§ **MATERIAL PROVIDED**:

● ● ● ● ● ● ●

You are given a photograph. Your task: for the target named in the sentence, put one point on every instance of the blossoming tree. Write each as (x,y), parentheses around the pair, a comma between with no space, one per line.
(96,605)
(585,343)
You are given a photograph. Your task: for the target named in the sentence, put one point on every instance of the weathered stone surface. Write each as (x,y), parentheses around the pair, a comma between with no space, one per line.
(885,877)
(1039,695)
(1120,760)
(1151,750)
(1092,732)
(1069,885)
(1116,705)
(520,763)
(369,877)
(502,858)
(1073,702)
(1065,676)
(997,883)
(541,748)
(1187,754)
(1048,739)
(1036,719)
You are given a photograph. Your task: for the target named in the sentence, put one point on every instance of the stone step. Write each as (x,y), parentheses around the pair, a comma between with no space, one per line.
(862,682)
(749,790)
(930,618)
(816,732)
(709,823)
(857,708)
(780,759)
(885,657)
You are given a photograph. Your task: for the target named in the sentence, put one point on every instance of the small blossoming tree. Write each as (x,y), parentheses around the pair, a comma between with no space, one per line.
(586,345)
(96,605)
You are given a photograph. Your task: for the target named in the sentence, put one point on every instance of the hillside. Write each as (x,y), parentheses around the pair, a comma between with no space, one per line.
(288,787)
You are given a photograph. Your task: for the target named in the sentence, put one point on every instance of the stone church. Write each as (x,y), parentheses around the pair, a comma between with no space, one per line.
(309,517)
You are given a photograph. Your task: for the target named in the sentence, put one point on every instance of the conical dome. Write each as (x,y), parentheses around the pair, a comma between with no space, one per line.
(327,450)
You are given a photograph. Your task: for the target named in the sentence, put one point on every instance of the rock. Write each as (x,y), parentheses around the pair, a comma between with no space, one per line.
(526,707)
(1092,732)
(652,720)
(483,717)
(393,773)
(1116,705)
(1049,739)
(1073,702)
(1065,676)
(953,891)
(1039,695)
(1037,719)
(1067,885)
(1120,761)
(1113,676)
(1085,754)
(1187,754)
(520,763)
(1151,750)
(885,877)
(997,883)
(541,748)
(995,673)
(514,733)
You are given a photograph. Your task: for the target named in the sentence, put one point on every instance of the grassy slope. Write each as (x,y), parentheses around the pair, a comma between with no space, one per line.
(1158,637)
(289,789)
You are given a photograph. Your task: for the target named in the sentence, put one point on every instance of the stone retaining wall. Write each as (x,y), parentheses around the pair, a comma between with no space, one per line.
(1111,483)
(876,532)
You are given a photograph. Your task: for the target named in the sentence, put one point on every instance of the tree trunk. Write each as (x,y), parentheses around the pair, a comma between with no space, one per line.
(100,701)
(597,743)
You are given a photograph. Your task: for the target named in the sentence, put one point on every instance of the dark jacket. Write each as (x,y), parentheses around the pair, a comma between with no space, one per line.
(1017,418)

● ● ● ● ● ● ●

§ **AIM**: Copy all of the records above word for word, from the first one to the last.

§ **COMPLETED EXERCISE**:
You are given a photograph. Your task: for the target named in the sentence, put one point on every instance of the blossoming tree. Write each as (x,y), parentheses around the pair, a comma between with no space, one per line.
(96,605)
(585,343)
You are given a photograph. Your task: for the target named in the sentence, put one point on every instance of the weathered stone surface. Write each as (x,y), parentheses around the pair, a comma between with no space, one per line.
(885,877)
(1039,695)
(1120,760)
(1151,750)
(1092,732)
(1069,885)
(1116,705)
(520,763)
(369,877)
(502,858)
(1073,702)
(1065,676)
(997,883)
(541,748)
(1187,754)
(1048,739)
(1036,719)
You are given a photograph. Your task: for the target named in the sentence, put one point on every instance of the stone step. Write each as (x,y), parentheses around the pair, a comma between with no space, one per line.
(862,682)
(749,790)
(930,618)
(816,732)
(709,823)
(857,708)
(780,759)
(885,657)
You are given a photograph. Your task: for the target named in the sentence, put one point on every instance of the small blossoming tree. Write each as (x,y), parentheses around the pair, a comma between with no space, one per line.
(586,345)
(96,605)
You are given a photograph. Your task: for the target named in the sentence, put one point on every instance of the hillside. Write each as (x,y), parentheses around the pair, a comma between with no space, one per line.
(288,787)
You are given a photograph. Your task: for the target named in the sentence, put one point on every instance of the stone church. Write each as (x,y), parentheses around the pair, a comma between with no space, one per line.
(309,517)
You are given a photograph. Your task: for the target named in the sentence, put one point on every instance of the conical dome. Write each as (x,y), parentheses around the pair, a comma between with no space, one per line.
(327,450)
You are given a photograph. Your task: for the target named in the sentence, put one point on every instance of the rock. Write each as (x,y), parentheses around the pair, a comma between with no space, one per line.
(526,707)
(1092,732)
(652,720)
(483,717)
(393,773)
(1116,705)
(1049,739)
(1073,702)
(1065,676)
(953,891)
(1039,695)
(1037,719)
(1067,885)
(1120,761)
(1113,676)
(1085,754)
(1187,754)
(520,763)
(1151,750)
(885,877)
(997,883)
(541,748)
(995,673)
(514,733)
You are given a photograph. Your task: for the target named in the sentence, put one point on every instance of the grassy slope. Write each as (x,y), parentheses around the pair, a comma between with no space, one per line.
(1158,637)
(289,789)
You are given a photograph. Your task: for the target named in the sentence, put one point on every instance of the stone retaining wall. Write each as (x,y), parentheses around the pair, a comma between with no space, one per line.
(1111,483)
(876,532)
You are given a photograph. Your task: for the target named in the sentence, put one point on every instance of the tree trunk. Write each as (x,y), parentheses around the pair, a comma between with no space, one per line.
(100,701)
(597,743)
You are given a photograph. Your task: for the target named in the sentence, put one point on every instance of the dark jacket. Write each as (x,y), parentheses around the pair, a comma between with no space, one per line.
(1017,418)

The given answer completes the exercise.